Task requirements
Pick up the discussion below about Boll's movies based on video games and continue it after its final sentence.

Passage to read
And all God's people said, "Amen".
Let me get this straight.
We develop a fondness for a particular game. He gets the license then creates a movie that can only be described as a poorly-done "B" movie (yes, there are plenty of well-done "B" movies). Fans are greatly disappointed in what he did to the movie and by association the game. The fans voice their displeasure. Then he gets angry that fans are disappointed? What's wrong with this picture?!!!
What does he expect fans to do? Just say, "Oh, thank you! Thank you for converting a game to a movie that I was hoping more than anything to end right after the beginning credits started! We are so grateful!"
His views of the modern gamer and modern movie-goer is clearly so low as to be insulting. I've seen productions from amateur (read: still-in-film-school) movie makers that were wonderfully written with really impressive cinematogrphy and editing; I've also been on the crew of indepenent films that were fun to film and fun to watch because the director had a solid vision of what the scripts were trying to project. (No, not porn. Seriously!) If film students and amateur film makers can make entertaining movies on showstring budgets, there really is not much of an excuse for Boll (or any director) who has lots of funding behind him not to create a movie that's at least watchable.
Unfortunately, there seems to be this distorted view within a lot of directorial circles that (HIGH PROFILE STORY or STORY WITH STRONG FAN BASE) + ACKNOWLEDGED STARS = GUARANTEED SUCCESS. I present as proof of this misguided belief Gigli, Bloodrayne, and Battlefield: Earth to name a few.
Hey, Boll, don't let the gamepad hit you in the ass on the way out.
The Overrated mod is for reversing inappropriate, positive mods, not for voicing disagreement with a post.
"I get bashed as the worldwide enemy number one in film-making by people who are working at Starbucks and who also want to make movies. It's ridiculous - it's completely idiotic because they're hitting on a guy who actually made it happen, but I started my career in the same position as anybody else," Boll argues.
Actually, we are bashing you because "you make it happen". Praise the lord that you are giving up on video game franchises.
"I am the king of the Romans, and am superior to rules of grammar!"
-Sigismund, Holy Roman Emperor (1368-1437)

Supplied records
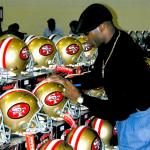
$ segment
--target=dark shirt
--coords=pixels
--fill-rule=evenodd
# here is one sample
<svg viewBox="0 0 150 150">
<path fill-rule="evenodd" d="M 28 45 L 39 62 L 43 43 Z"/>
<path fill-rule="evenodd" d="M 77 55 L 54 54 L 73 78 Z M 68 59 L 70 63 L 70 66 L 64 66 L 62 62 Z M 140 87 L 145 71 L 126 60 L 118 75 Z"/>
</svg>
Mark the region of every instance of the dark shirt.
<svg viewBox="0 0 150 150">
<path fill-rule="evenodd" d="M 105 66 L 102 78 L 102 62 L 108 58 L 118 30 L 109 43 L 99 47 L 94 69 L 89 74 L 73 78 L 83 89 L 104 86 L 108 100 L 100 100 L 83 94 L 84 103 L 91 113 L 108 120 L 124 120 L 137 109 L 150 107 L 150 71 L 144 60 L 144 52 L 124 31 Z"/>
</svg>

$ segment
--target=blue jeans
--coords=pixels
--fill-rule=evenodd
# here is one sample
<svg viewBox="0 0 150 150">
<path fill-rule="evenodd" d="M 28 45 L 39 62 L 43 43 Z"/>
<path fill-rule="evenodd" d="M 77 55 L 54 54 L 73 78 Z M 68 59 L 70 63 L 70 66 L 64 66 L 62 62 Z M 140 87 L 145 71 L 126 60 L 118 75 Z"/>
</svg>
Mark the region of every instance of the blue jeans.
<svg viewBox="0 0 150 150">
<path fill-rule="evenodd" d="M 117 121 L 119 150 L 150 150 L 150 108 Z"/>
</svg>

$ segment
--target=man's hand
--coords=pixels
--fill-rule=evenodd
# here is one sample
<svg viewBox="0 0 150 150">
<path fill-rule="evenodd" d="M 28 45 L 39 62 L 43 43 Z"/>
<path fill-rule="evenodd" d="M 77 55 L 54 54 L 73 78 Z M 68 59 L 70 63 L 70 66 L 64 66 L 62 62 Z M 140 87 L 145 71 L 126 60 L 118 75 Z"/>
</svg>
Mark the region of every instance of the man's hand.
<svg viewBox="0 0 150 150">
<path fill-rule="evenodd" d="M 77 99 L 80 97 L 81 94 L 79 90 L 69 80 L 59 75 L 51 75 L 47 80 L 63 84 L 65 87 L 64 95 L 68 97 L 72 103 L 77 103 Z"/>
</svg>

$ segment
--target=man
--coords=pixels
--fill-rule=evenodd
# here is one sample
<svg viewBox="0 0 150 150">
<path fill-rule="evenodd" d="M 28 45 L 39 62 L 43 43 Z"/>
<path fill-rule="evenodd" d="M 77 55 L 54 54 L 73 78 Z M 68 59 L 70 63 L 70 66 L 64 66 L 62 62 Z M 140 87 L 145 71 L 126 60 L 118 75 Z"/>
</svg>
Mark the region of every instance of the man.
<svg viewBox="0 0 150 150">
<path fill-rule="evenodd" d="M 50 18 L 47 20 L 48 27 L 44 30 L 43 36 L 49 37 L 52 34 L 63 35 L 63 31 L 56 27 L 56 22 L 54 18 Z"/>
<path fill-rule="evenodd" d="M 69 27 L 70 27 L 70 32 L 69 34 L 77 34 L 76 33 L 76 28 L 77 28 L 77 25 L 78 25 L 78 21 L 77 20 L 72 20 L 70 23 L 69 23 Z"/>
<path fill-rule="evenodd" d="M 150 71 L 143 50 L 113 24 L 111 12 L 101 4 L 88 6 L 81 14 L 77 32 L 98 47 L 91 73 L 73 78 L 83 89 L 104 86 L 108 100 L 82 94 L 71 82 L 60 80 L 71 101 L 87 106 L 93 115 L 116 121 L 119 150 L 150 149 Z"/>
<path fill-rule="evenodd" d="M 4 31 L 3 34 L 13 34 L 19 37 L 20 39 L 24 40 L 26 33 L 20 32 L 19 29 L 20 29 L 19 24 L 13 23 L 8 26 L 8 30 Z"/>
</svg>

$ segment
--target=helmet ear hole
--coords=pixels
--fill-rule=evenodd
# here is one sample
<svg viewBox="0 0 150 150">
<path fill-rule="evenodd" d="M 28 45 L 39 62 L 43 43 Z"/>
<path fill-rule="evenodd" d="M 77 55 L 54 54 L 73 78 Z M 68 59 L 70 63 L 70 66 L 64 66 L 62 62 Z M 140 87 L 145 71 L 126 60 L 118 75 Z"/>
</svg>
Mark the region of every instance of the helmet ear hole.
<svg viewBox="0 0 150 150">
<path fill-rule="evenodd" d="M 72 129 L 66 137 L 66 141 L 74 149 L 102 149 L 102 141 L 95 130 L 87 126 L 79 126 Z M 88 142 L 87 142 L 88 141 Z"/>
<path fill-rule="evenodd" d="M 63 65 L 75 65 L 81 57 L 83 47 L 78 39 L 70 36 L 60 38 L 56 43 L 60 61 Z"/>
<path fill-rule="evenodd" d="M 36 36 L 28 40 L 27 43 L 35 68 L 48 68 L 50 63 L 54 63 L 56 47 L 52 40 Z"/>
<path fill-rule="evenodd" d="M 11 89 L 3 93 L 0 96 L 0 109 L 4 124 L 11 129 L 12 134 L 24 135 L 28 131 L 43 131 L 40 128 L 41 122 L 37 119 L 41 108 L 38 99 L 30 91 Z"/>
<path fill-rule="evenodd" d="M 108 120 L 92 116 L 91 119 L 88 120 L 88 126 L 98 133 L 106 148 L 112 147 L 113 125 Z"/>
<path fill-rule="evenodd" d="M 3 37 L 0 40 L 0 49 L 0 56 L 3 58 L 0 60 L 0 68 L 8 71 L 8 75 L 20 75 L 26 70 L 30 54 L 23 40 L 15 36 Z"/>
<path fill-rule="evenodd" d="M 72 107 L 69 99 L 64 96 L 64 85 L 56 81 L 43 80 L 33 90 L 34 95 L 43 104 L 42 111 L 57 121 L 64 120 L 64 114 L 73 118 L 80 116 L 80 108 Z M 75 109 L 74 109 L 75 108 Z"/>
</svg>

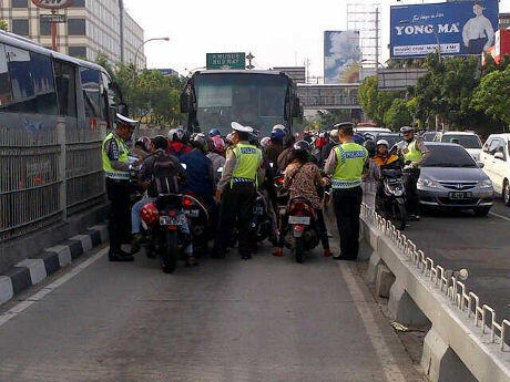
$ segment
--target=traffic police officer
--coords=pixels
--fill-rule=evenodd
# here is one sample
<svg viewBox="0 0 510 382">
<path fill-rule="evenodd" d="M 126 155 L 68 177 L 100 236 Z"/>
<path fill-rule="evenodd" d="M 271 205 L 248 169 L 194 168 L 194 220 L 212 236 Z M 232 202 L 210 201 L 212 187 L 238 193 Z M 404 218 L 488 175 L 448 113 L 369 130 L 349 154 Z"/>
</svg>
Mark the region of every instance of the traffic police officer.
<svg viewBox="0 0 510 382">
<path fill-rule="evenodd" d="M 110 261 L 133 261 L 133 256 L 121 249 L 129 235 L 131 213 L 129 148 L 125 141 L 133 134 L 137 121 L 116 114 L 116 128 L 103 141 L 102 159 L 106 176 L 106 193 L 110 200 Z"/>
<path fill-rule="evenodd" d="M 339 145 L 326 161 L 325 173 L 333 175 L 333 204 L 340 235 L 340 255 L 335 260 L 356 260 L 359 251 L 359 214 L 361 211 L 361 174 L 368 151 L 354 142 L 354 124 L 338 125 Z"/>
<path fill-rule="evenodd" d="M 407 213 L 409 220 L 420 219 L 420 200 L 418 197 L 417 183 L 420 177 L 420 165 L 430 155 L 430 151 L 421 140 L 415 137 L 415 128 L 404 126 L 400 128 L 404 141 L 397 144 L 398 153 L 404 156 L 408 164 L 408 172 L 405 174 L 405 186 L 407 196 Z"/>
<path fill-rule="evenodd" d="M 247 260 L 252 258 L 248 225 L 258 183 L 264 176 L 262 151 L 248 142 L 252 127 L 233 122 L 232 128 L 234 147 L 228 151 L 216 190 L 216 200 L 221 200 L 221 208 L 213 256 L 225 256 L 232 241 L 233 226 L 237 221 L 239 255 Z"/>
</svg>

Expected output
Has anyone else seen the trailer for Dungeon Seige? Words cannot convey the levels of suckage this movie appears to achieve. It's got zombie NINJAS!
The real problem is that he doesn't even know why people hate him - which leads me to assume that he doesn't even read the criticisms and reviews of his movies. Well, I hope Uwe Boll reads this one, and it might clear it up for him. The problem is that he's obviously not a gamer. He doesn't seem to care about the game properties that he makes movies for, and he alienates the fans of those games, and all gamers in general. Gamers despise him because he seems to be hanging on to the coat tails of game licenses to make a quick buck and run - and he keeps doing it.
House of the Dead the game was about a HOUSE infested with zombies, and some detective type people going in and shooting zombies - not a great or original premise, but that's the game. That's what he should have worked around to create a better plot. House of the Dead the movie, though, was about a bunch of college kids who go to a rave on an island with zombies. How is that anything like the slim plot that was already in the game?
Alone in the Dark the game had a similar plot to House of the Dead in that there's a HOUSE and there's zombies - except this one had more potential to make a decent horror film, as even the name implies. But, Uwe Boll again scrapped everything that made the game what it was - except for zombies and monsters, and he made it into more of an action film.
In the interview, Uwe Boll complains that games aren't known for their stories anyway. Maybe he should play them once in awhile instead of hunting for the cheapest license he could sink his fangs into. Maybe get a license for Grim Fandango, or Beyond Good and Evil, or Pandora Directive, or Gabriel Knight instead of some mindless shooter, and he'll have more material to work off of. However, as his history has shown to not follow the source material at all (however slim that material may be), I wouldn't trust him with those licenses either.
If someone took Harry Potter and turned it into a teen comedy road picture taking place in the US, people would be pissed. So Boll shouldn't be surprised that fans are pissed that he doesn't stay true to his source material.
Don't trust a bull's horn, a doberman's tooth, a runaway horse or me.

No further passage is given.